# [Text for analysis]
Solution 3: Reframe the Rhetoric Using Strong Core Values
            The final part of the campaign that needs to be restructured is the framing of the debate over the effectiveness of PrEP as an HIV prevention strategy and the appropriateness of using antiretroviral drugs in HIV-uninfected persons. The proponents of PrEP are confident that the primary research supports implementing PrEP as an effective way to reduce HIV-risk. It is important to now communicate that confidence outside of the context of data and scientific literature. It has not been effective to allow the data to stand alone. Furthermore, it is not effective to just assert that PrEP is useful for its potential to maintain health (i.e. HIV uninfected status) (23). Instead, the defense and promotion of PrEP should be re-framed to have stronger core values. The actual goal of the message does not need to be different (PrEP is safe and effective) but the way in which the message is communicated will need to change.
            Successful core values will create an emotional response in the target audience that will be more compelling than facts or statistics alone (22-23). For many MSM, using condoms consistently is a challenge and there is constant anxiety of HIV infection (17). PrEP can be a second line of defense when passion precludes rational decision making and condoms are not used. In this way, PrEP is a provision for security and not simply a tool for health maintenance. Therefore, the promotion of PrEP should focus on security as its core value instead of health. The core position of this message is that “mistakes happen, but everyone deserves to be protected.” Catch phrases could be created from the type of familiar messages used in insurance advertisements. For example, phrases like “peace of mind” (Chubb Group of Insurance Company; 34); “when accidents happen, [PrEP] is there” (State Farm®; 35); and “responsibility, what’s your policy?” (Liberty Mutual Insurance; 36) are effective ways to frame security. Additional analogy could be made with a comparison to birth control medications, which similarly protects against a potential consequence of sex without a condom. This core value can be used in written media as well as promotional materials, like videos.

# [Region pointing data]
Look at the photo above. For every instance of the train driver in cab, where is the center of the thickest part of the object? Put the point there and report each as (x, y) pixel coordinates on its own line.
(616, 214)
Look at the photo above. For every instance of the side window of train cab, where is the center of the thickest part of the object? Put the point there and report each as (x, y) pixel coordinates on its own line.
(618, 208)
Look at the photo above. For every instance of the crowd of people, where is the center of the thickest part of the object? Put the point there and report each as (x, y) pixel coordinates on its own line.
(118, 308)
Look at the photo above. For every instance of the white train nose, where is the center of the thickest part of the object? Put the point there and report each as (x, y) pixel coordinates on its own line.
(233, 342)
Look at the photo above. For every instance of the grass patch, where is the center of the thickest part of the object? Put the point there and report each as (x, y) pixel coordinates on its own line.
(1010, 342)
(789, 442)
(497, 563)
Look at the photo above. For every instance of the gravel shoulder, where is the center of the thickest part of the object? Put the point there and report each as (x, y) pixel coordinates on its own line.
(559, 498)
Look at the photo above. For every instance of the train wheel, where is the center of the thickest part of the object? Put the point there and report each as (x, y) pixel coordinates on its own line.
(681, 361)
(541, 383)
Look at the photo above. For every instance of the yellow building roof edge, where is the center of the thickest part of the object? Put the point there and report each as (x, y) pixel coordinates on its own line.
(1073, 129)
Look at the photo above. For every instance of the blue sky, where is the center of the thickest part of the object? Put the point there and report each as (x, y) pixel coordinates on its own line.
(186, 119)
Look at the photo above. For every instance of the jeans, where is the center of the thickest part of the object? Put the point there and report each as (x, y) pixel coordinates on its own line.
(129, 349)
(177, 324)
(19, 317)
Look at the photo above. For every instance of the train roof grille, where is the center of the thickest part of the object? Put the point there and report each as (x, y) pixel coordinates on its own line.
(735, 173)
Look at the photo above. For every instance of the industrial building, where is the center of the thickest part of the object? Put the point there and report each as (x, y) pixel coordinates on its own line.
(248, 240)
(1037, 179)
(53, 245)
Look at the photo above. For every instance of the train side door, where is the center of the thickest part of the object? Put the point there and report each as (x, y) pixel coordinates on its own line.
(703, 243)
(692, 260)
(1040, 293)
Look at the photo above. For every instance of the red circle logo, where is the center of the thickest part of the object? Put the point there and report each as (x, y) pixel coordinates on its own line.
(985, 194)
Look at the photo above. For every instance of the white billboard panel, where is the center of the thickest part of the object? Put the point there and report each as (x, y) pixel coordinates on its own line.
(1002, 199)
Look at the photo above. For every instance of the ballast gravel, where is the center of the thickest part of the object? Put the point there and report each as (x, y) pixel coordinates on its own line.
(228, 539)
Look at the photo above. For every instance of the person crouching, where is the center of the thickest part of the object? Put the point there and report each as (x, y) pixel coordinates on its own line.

# [Instructions for the task]
Write the next part of the passage on reframing PrEP promotion around security, beginning after its final sentence.

# [Response]
Conclusion
Advocates for PrEP may be remembering the 1980s and 1990s, when fear of HIV fueled the mobilization of community advocacy and quick uptake of new ways to fight AIDS. With the advancements in HIV treatment, it is likely that community fear of HIV has diminished and taken a back seat to other community aspirations, like marriage equality and non-discrimination policies. Given this environment, it is unlikely that fear will create excitement about PrEP. A well strategized marketing campaign for PrEP can surpass community apathy and promote increased use of PrEP among high risk MSM.